• _ABOUT THIS EXERCISE_
Quote verbatim the span of lines that begins the listing below and closes with the line containing "wait, hold on — can you detect the white toilet".

--- GIVEN RECORDS Enclosed Below ---

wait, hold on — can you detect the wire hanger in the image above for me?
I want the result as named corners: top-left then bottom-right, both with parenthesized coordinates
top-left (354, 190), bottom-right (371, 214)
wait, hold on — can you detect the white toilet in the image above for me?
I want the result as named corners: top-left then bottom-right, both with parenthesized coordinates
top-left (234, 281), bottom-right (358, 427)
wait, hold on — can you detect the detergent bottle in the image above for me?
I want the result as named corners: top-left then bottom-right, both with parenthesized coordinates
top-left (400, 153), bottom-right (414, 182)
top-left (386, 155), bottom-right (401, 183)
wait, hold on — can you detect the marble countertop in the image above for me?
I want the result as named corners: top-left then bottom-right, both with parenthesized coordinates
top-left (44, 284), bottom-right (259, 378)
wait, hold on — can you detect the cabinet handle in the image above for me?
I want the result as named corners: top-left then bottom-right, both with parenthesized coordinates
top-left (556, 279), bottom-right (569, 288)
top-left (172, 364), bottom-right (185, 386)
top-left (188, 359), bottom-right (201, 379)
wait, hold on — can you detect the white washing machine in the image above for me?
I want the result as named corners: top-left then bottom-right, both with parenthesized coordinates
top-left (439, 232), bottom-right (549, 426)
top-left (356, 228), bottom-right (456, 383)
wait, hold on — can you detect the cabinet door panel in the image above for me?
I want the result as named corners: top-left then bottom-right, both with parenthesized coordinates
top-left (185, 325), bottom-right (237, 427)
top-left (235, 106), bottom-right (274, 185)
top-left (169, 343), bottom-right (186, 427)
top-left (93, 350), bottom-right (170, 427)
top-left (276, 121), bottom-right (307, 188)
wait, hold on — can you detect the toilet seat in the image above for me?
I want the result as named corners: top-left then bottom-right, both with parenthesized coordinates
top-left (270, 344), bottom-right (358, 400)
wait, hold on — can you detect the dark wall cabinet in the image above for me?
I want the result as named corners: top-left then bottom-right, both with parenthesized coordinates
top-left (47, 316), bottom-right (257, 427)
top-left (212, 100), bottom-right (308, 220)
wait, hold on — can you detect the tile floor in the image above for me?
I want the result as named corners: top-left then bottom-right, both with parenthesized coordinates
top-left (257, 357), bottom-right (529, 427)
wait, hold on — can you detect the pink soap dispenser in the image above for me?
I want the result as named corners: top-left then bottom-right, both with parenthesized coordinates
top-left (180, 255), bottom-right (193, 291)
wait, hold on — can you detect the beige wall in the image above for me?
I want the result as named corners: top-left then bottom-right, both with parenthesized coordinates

--- End of Enclosed GIVEN RECORDS ---

• _RESULT_
wait, hold on — can you detect the wire hanger in the image above for me?
I want the result as named corners: top-left then bottom-right, both with parenthesized coordinates
top-left (354, 190), bottom-right (371, 214)
wait, hold on — can you detect the white toilet in the image above for me?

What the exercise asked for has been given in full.